◆ Opdracht 1 ◆
Welke waarden noemt de tekst over fiscale ethiek belangrijk, hoewel ze niet altijd harmonisch samengaan? Geef ze allemaal.
◆ Opdracht 2 ◆
Wat vormt volgens de tekst over fiscale ethiek de kern van ethiek?
━━ Aangeleverde tekst
De centrale vraag hier was: waarom en hoe moet men ethiek in fiscaal gedrag verdisconteren? Het antwoord zal inmiddels duidelijk zijn. Belastingen vormen bijdragen aan de maatschappij waaraan een verdelingsvraagstuk inherent is. Het individuele fiscale gedrag raakt andere leden van de samenleving zodat aan fiscaal handelen een ethisch aspect eigen is. Waarden en normen vormen de kern van ethiek. Fiscale ethiek bevindt zich dan in het spanningsveld van verschillende waarden. Dat maakt belastingen, ethiek en waarden tot een weerbarstig driespan. Daaronder zijn ook rechtswaarden omdat belastingheffing een zaak van het recht is. Fiscale waarden en normen betreffen zo niet enkel de verdeling van de belastinglast maar ook het recht dat de belastingheffing beheerst. Vrijheid, gelijkheid, wederkerigheid en rechtszekerheid zijn dan belangrijke waarden, die echter niet altijd harmonisch samengaan. Die laten de belastingplichtige de nodige ruimte. Hij hoeft geen idealist te zijn, maar er is een ondergrens waaronder men niet moet willen komen. Men moet daarom vermijden dat er sprake is van een fiscaal unfair share. Het uitwerken van die ondergrens verdient meer aandacht. Dat geeft meer houvast bij de vraag hoe ethiek in fiscaal gedrag te verdisconteren.

1) Dit is een samenvatting van J.L.M. Gribnau, 'Belastingen, ethiek en waarden. Een weerbarstig driespan', NTFR 2017/660, met noten en literatuurverwijzingen. Met dank aan mr. dr. S.M.H. Dusarduijn voor haar commentaar op een eerdere versie.
━━━━
━━ Gegevensblok
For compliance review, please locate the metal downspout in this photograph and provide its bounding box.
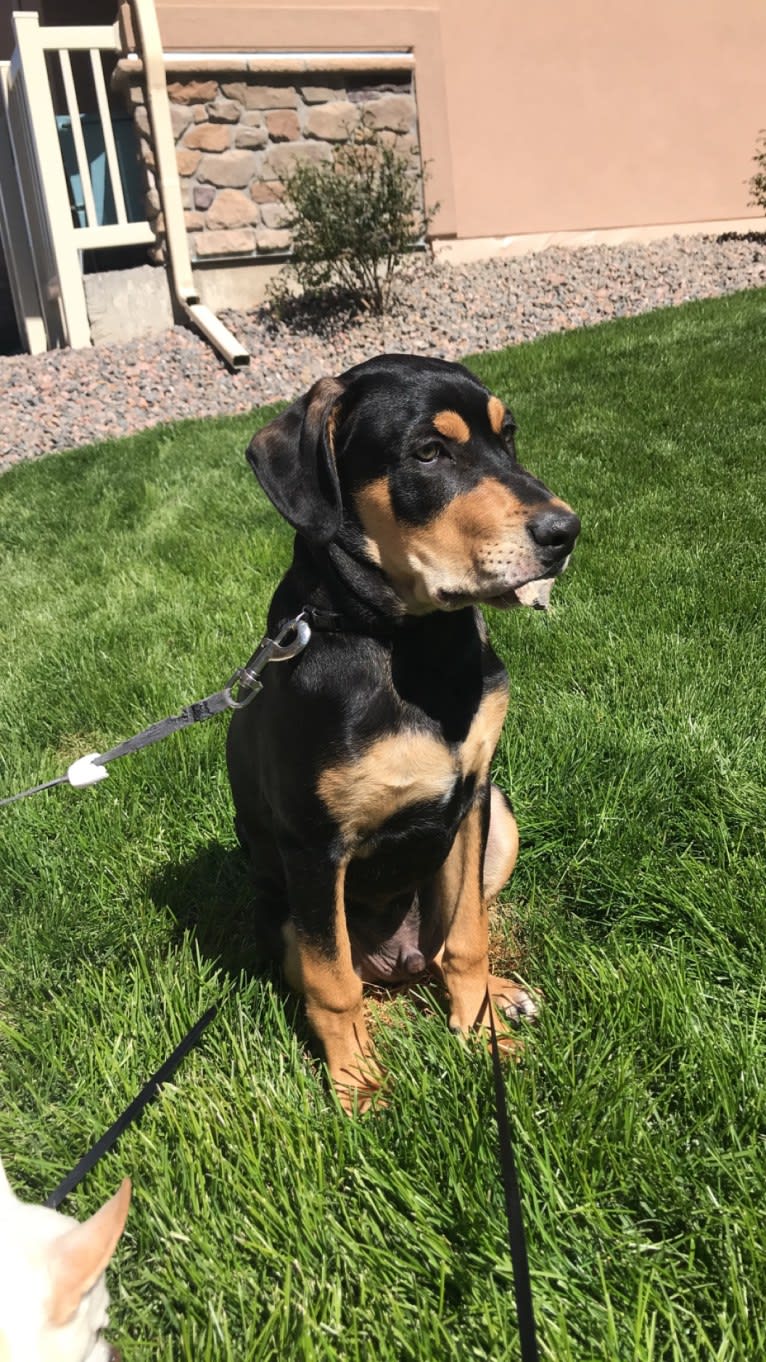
[132,0,249,369]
━━━━
◆ Antwoord 1 ◆
Vrijheid, gelijkheid, wederkerigheid en rechtszekerheid.

◆ Antwoord 2 ◆
Waarden en normen.